TEXTE À LIRE –
────

Un remaniement majeur dans la pensée scientifique et philosophique s’est produit en l’espace d’un siècle, du fin XVIème à la fin du XVIIème siècle, provoquant un véritable séisme dans l’esprit européen. Un tel chamboulement, s’étendant sur plusieurs décennies, a poussé les analystes à parler de ‘crise de la conscience européenne’. Ce changement monumental s’est opéré progressivement, grâce aux efforts cumulés de nombreux penseurs et savants.
Les sources exactes de cette transformation drastique restent un sujet de débat parmi les historiens. Les avancées techniques, comme l’apparition de nouveaux instruments de mesure et d’observation, sont-elles à la base de ce bouleversement conceptuel ? Ou est-ce l’unification sans précédent de la physique et des mathématiques qui a catalysé ce changement ? Peut-être les doutes croissants sur la parole des autorités religieuses ont-ils joué un rôle ? Une chose est sûre : cette révolution a marqué la fin d’une époque dominée par la philosophie aristotélicienne héritée de l’Antiquité.
Au cœur de cette transformation se trouvait Galilée(1564-1642). Sa révolution, bien que complexe, a marqué une rupture radicale avec le système aristotélicien. En effet, Aristote postulait une différence intrinsèque entre le mouvement et le repos, affirmant que le repos était l’état naturel d’un corps physique. Galilée a cependant défié cette notion en arguant que le mouvement et le repos sont intrinsèquement liés et dépendent du point de vue adopté. Pour Galilée, le repos n’était pas absolu, mais relatif. Galilée a également contesté la vision d’Aristote d’une séparation claire entre le monde sublunaire – caractérisé par le changement et la contingence – et le monde supralunaire – domaine de la nécessité et de l’éternité. Pour Aristote, les mathématiques ne pouvaient être appliquées qu’au monde supralunaire. Cependant, Galilée a démystifié cette distinction en remarquant des changements dans le ciel et en concluant que la Terre, comme les autres planètes, était soumise au mouvement. Cette révolution galiléenne a jeté les bases d’une unification de la nature sur le plan ontologique et méthodologique, ouvrant la voie à l’application des mathématiques à la physique.
Il est fascinant de constater comment le monde subjectif, celui que nous percevons à travers nos sens, fut alors dépouillé de ses qualités sensibles pour devenir un fait scientifique. Ce processus de transformation soulève une question fondamentale : comment peut-on transposer une réalité subjective en données universelles et objectives ? La réponse réside dans la quantification. Nos impressions personnelles, nos sensations – toutes intrinsèquement qualitatives – doivent être transformées en mesures quantitatives pour pouvoir soutenir un discours universellement accepté. Le XVIIe siècle fut celui du calcul scientifique.
C’est là que l’instrument de mesure entre en jeu, servant de pont entre le monde subjectif et la réalité scientifique. Prenons le thermomètre comme exemple : il convertit une sensation subjective de chaleur en une mesure objective de degrés. Par ce processus, l’instrument de mesure écarte le sujet de l’observation, instaurant une distance entre l’observateur et le phénomène observé. Ainsi, la nature devient idéalisée, transformée en un langage mathématique, comme l’a si bien formulé Galilée : « le livre de la nature est écrit en langage mathématique ». C’est ce processus d’idéalisation qui a donné naissance à la physique moderne, remplaçant le monde familier, vague et approximatif par un monde précis et totalement déterminé.

────

DONNÉES AFFICHÉES –

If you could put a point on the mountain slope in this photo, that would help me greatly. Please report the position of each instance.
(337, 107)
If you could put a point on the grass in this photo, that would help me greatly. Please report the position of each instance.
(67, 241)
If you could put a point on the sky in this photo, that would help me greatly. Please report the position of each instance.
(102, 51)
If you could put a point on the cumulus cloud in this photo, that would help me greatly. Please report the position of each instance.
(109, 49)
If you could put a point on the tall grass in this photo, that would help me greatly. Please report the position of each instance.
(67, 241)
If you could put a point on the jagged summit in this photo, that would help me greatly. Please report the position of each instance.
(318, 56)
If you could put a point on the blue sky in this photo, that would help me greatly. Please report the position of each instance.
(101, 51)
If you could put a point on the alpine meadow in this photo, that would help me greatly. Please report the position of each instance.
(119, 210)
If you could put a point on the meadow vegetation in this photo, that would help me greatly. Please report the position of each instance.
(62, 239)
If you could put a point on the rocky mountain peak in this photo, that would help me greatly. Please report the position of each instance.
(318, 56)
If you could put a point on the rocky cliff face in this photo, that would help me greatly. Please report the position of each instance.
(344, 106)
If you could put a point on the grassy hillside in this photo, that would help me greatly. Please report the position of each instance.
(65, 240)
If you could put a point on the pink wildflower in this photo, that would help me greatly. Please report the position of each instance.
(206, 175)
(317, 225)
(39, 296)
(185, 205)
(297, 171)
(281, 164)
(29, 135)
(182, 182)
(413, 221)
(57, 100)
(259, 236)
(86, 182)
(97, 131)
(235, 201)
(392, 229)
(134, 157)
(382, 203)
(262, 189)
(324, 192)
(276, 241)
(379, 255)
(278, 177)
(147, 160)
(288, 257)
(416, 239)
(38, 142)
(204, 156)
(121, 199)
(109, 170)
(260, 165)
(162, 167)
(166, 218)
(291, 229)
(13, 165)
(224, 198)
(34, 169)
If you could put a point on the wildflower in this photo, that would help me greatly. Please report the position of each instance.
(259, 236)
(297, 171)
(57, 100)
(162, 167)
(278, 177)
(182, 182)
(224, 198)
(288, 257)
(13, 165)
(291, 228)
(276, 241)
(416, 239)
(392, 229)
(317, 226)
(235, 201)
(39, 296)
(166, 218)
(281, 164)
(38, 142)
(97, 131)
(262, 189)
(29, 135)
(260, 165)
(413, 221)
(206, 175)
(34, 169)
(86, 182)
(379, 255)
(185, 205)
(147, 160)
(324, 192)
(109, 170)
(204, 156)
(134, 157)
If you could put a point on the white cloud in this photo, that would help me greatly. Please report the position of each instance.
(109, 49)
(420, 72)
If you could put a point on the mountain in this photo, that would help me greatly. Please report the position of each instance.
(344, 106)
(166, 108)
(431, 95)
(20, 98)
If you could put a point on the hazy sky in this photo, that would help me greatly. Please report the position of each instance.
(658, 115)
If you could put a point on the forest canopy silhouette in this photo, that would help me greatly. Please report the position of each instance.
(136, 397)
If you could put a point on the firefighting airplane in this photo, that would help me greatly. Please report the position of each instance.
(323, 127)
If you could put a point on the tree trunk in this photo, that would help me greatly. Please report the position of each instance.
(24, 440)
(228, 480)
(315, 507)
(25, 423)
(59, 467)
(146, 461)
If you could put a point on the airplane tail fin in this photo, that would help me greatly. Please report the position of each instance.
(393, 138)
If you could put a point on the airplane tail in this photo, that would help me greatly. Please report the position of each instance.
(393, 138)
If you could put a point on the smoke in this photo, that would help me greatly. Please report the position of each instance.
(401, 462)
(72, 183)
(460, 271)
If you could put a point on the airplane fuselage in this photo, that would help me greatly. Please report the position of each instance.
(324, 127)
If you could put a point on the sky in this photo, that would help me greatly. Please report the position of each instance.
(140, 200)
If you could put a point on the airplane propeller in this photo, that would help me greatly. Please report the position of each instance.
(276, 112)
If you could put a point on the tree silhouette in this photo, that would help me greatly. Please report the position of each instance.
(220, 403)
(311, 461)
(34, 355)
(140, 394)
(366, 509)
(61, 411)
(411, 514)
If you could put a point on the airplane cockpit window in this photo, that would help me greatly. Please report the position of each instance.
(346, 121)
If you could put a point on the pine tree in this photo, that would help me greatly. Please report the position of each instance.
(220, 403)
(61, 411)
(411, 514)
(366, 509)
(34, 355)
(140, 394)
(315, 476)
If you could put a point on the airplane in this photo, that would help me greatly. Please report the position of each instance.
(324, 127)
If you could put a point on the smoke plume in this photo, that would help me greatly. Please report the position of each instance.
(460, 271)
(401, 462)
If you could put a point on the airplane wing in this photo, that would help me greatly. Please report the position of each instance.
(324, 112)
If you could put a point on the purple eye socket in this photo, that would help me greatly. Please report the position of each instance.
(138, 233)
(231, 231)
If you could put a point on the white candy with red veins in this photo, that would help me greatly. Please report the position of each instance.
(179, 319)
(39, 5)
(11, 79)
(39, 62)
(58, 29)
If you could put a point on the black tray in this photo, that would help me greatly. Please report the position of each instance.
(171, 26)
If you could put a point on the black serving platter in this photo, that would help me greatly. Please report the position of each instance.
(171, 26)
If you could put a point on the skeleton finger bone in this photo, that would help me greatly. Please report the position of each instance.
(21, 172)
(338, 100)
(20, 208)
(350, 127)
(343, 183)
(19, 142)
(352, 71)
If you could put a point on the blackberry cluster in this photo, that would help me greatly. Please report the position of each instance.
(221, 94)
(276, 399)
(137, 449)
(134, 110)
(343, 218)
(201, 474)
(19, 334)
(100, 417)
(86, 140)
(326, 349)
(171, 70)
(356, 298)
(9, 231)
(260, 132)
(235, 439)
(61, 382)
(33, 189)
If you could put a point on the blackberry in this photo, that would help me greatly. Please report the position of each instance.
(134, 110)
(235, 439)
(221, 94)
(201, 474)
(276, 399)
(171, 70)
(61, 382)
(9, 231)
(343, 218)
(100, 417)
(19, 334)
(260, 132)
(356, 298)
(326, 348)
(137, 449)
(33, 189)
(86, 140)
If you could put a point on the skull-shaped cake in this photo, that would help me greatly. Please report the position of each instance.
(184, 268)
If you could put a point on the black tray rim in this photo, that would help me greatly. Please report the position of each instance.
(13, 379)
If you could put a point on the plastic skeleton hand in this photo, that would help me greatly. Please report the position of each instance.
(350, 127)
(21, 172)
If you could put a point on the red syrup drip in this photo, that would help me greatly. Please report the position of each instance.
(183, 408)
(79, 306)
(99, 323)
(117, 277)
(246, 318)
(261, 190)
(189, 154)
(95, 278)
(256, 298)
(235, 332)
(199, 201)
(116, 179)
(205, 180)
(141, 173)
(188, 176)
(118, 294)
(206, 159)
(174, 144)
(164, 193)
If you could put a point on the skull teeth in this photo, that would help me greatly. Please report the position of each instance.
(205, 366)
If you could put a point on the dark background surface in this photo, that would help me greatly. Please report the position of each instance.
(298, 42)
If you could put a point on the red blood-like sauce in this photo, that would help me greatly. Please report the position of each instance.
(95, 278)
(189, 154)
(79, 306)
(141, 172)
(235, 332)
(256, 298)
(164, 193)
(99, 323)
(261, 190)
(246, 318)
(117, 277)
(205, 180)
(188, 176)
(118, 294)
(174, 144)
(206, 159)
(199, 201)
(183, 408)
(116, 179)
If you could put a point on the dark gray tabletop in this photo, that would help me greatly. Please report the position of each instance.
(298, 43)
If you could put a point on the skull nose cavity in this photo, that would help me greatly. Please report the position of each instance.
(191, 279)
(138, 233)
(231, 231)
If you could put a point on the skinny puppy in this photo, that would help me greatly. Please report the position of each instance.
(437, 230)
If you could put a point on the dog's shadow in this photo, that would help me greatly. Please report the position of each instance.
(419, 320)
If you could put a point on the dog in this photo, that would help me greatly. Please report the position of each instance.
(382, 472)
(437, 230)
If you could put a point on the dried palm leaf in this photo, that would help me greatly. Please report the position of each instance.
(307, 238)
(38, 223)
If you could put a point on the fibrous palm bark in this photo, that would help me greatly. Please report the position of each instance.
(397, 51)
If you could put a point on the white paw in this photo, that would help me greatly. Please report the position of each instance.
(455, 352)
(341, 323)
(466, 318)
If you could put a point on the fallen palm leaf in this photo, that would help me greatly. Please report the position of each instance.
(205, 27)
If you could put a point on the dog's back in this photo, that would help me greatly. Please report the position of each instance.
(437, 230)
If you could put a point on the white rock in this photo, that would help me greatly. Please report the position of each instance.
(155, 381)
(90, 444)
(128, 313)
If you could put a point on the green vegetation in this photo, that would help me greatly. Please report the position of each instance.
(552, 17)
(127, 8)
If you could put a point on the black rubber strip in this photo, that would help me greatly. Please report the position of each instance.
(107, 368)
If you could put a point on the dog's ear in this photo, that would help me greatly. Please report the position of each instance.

────

VOTRE TÂCHE – Reprenez le texte sur Galilée et la révolution scientifique après sa dernière phrase, puis poursuivez-le.

RÉSULTAT ATTENDU –
Le philosophe René Descartes (1596-1650) a été une autre figure marquante de cette transition, cherchant à appliquer la certitude mathématique, habituellement associée à des objets spécifiques comme les nombres et les figures, à tous les domaines de la science, y compris la physique.
La conception de la nature elle-même a également subi une transformation radicale. La vision dynamique de la nature a été remplacée par une perspective mécanique. Le mécanisme, une doctrine qui postule que tout processus est dépourvu d’intention explicite ou implicite, est devenu le modèle prédominant. Cette approche s’oppose au finalisme, qui prétend que les corps physiques poursuivent un but, une fin qui sert d’explication causale. Des penseurs comme Descartes et Spinoza ont rejeté la doctrine du finalisme, arguant qu’elle inverse l’ordre causal, plaçant l’effet avant la cause, le futur avant le passé.
Cette transformation de la réalité subjective en faits scientifiques a profondément remodelé notre conception du monde en nous conduisant vers une compréhension plus précise et objective de la nature qui nous entoure. Le XVIIe siècle aura détruit la majeure partie de l’ édifice conceptuel aristotélicien.
La vision du Cosmos selon Aristote, avec sa distinction entre le monde sublunaire – monde changeant de la génération et de la corruption – et le monde supralunaire – nécessaire, éternel et parfait – a marqué des millénaires de pensée scientifique et philosophique. Pourtant, cette conception du monde a été radicalement bouleversée par l’arrivée d’une nouvelle vision de l’univers, homogène et infini. René Descartes a été à l’origine de cette transformation. Selon lui, il n’existe que deux types de substances : la substance pensante (res cogitans) et la substance étendue (res extensa). Cette dernière est devenue le concept unificateur qui a permis d’homogénéiser l’Univers. Avec Descartes, l’espace n’est plus une idée abstraite mais est intrinsèquement lié aux corps physiques qui sont étendus en largeur, longueur et profondeur. Il s’ agit là d’ une géométrisation de la physique : autre bouleversement conceptuel.
C’est la fameuse analyse qu’ il fait du morceau de cire illustrant parfaitement cette notion. Dans cette analyse, Descartes distingue entre les qualités premières – celles qui restent constantes, comme l’étendue – et les qualités secondes – les qualités sensibles comme la couleur ou la chaleur. Les premières existent dans les corps, indépendamment de celui qui les perçoit, alors que les secondes dépendent du sujet qui les perçoit. Cela conduit à une distinction fondamentale entre le « en-soi » (le réel) et le « pour-soi » (le non-réel). Cette distinction étant un prélude au kantisme du XVIIIe siècle. Dans cette perspective, l’essence même de la chose physique se réduit à l’extension spatiale. Comme l’exprimait Descartes lui-même : « la nature de la matière ou du corps pris en général ne consiste point en ce qu’il est une chose dure ou pesante ou colorée, ou qui touche nos sens de quelque façon, mais seulement en ce qu’il est une substance étendue en longueur, largeur et profondeur. »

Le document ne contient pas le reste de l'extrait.